In 1849 the New York legislature responded to the interest group pressure of the teachers by abolishing the rate bills and covering the full cost of public education. Public pressure, however, in the form of parental protest, resulted in repeal of the 1849 Act in 1851, and restoration of the rate bills. Many--perhaps most--parents actually preferred the rate bills to full cost subsidization because it allowed them options. As long as the rate bills covered a significant portion of their children's education, that outlay could be recovered and applied at a private school if they found the state schools unsatisfactory. Indeed, between 1832 and 1847 private school attendance in New York increased by 74 percent while public school attendance increased by less than 51 percent. Thus, the real reason the public school teachers agitated for "free" public schools was to reduce the competition from private schools, and thereby accumulate monopoly power to educate and indoctrinate children.

◆ ◆ ◆ ◆ ◆

§ Task requirements: Name each year that appears in the passage about New York's school rate bills, listing each one once in the order it first occurs.

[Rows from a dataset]
◆ ◆ ◆ ◆ ◆

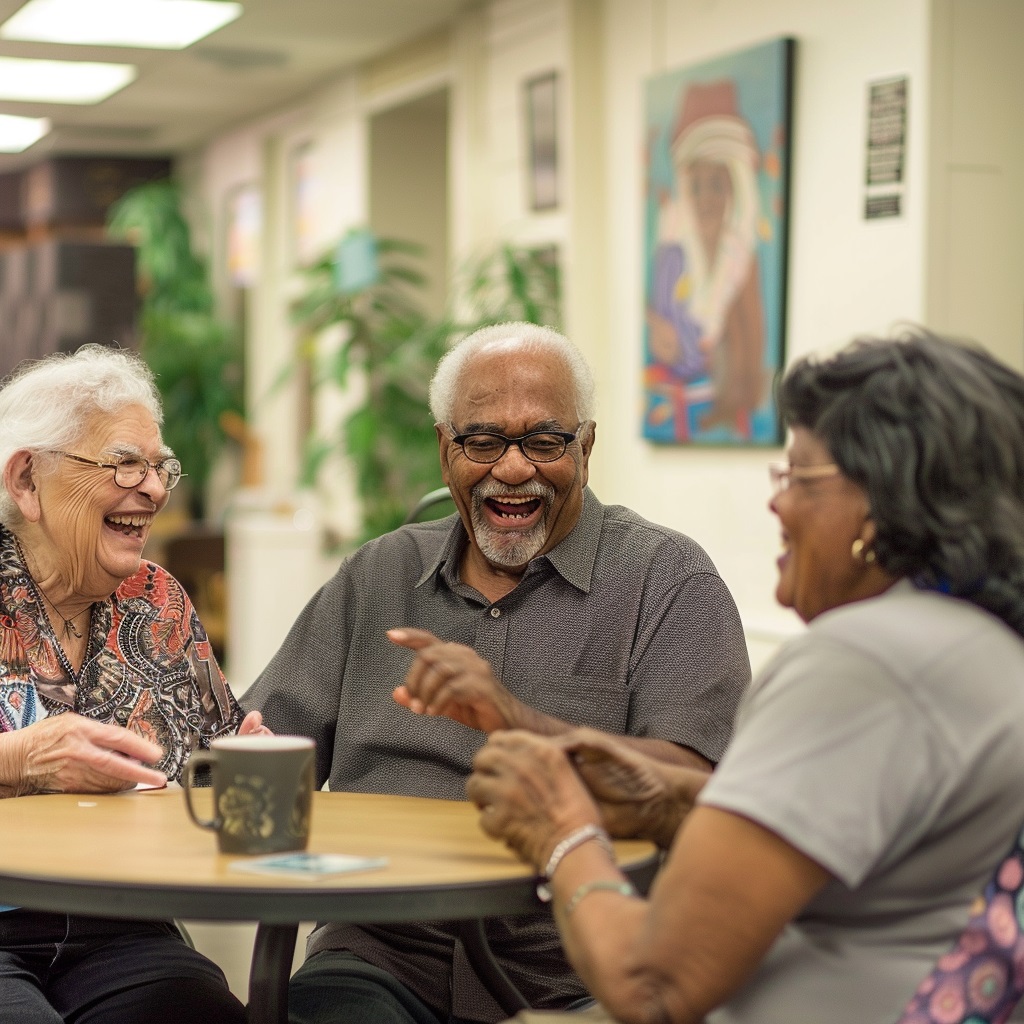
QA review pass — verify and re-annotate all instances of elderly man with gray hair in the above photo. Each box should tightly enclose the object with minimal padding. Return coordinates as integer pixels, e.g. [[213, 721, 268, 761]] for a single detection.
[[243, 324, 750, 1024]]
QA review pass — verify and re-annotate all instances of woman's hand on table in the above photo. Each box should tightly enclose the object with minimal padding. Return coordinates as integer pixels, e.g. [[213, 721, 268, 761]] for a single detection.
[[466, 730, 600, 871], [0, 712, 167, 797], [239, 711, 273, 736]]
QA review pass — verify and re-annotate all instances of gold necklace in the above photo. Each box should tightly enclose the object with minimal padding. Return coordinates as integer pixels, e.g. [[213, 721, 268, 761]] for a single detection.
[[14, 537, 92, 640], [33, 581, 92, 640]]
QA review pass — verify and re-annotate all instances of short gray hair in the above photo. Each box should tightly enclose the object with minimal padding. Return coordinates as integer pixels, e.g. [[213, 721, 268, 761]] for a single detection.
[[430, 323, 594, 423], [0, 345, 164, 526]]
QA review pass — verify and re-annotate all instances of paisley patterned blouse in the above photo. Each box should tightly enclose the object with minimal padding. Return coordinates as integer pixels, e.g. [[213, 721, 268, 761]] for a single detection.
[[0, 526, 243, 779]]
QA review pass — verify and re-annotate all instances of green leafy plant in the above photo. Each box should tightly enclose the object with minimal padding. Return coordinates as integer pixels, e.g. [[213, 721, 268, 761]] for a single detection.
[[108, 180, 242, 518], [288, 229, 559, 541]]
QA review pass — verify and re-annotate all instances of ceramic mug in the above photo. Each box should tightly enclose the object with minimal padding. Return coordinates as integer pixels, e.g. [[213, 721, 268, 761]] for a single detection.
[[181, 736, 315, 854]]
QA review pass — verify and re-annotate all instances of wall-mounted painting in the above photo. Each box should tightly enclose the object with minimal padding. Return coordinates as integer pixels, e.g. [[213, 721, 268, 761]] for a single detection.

◆ ◆ ◆ ◆ ◆

§ Complete response: 1849, 1851, 1832, 1847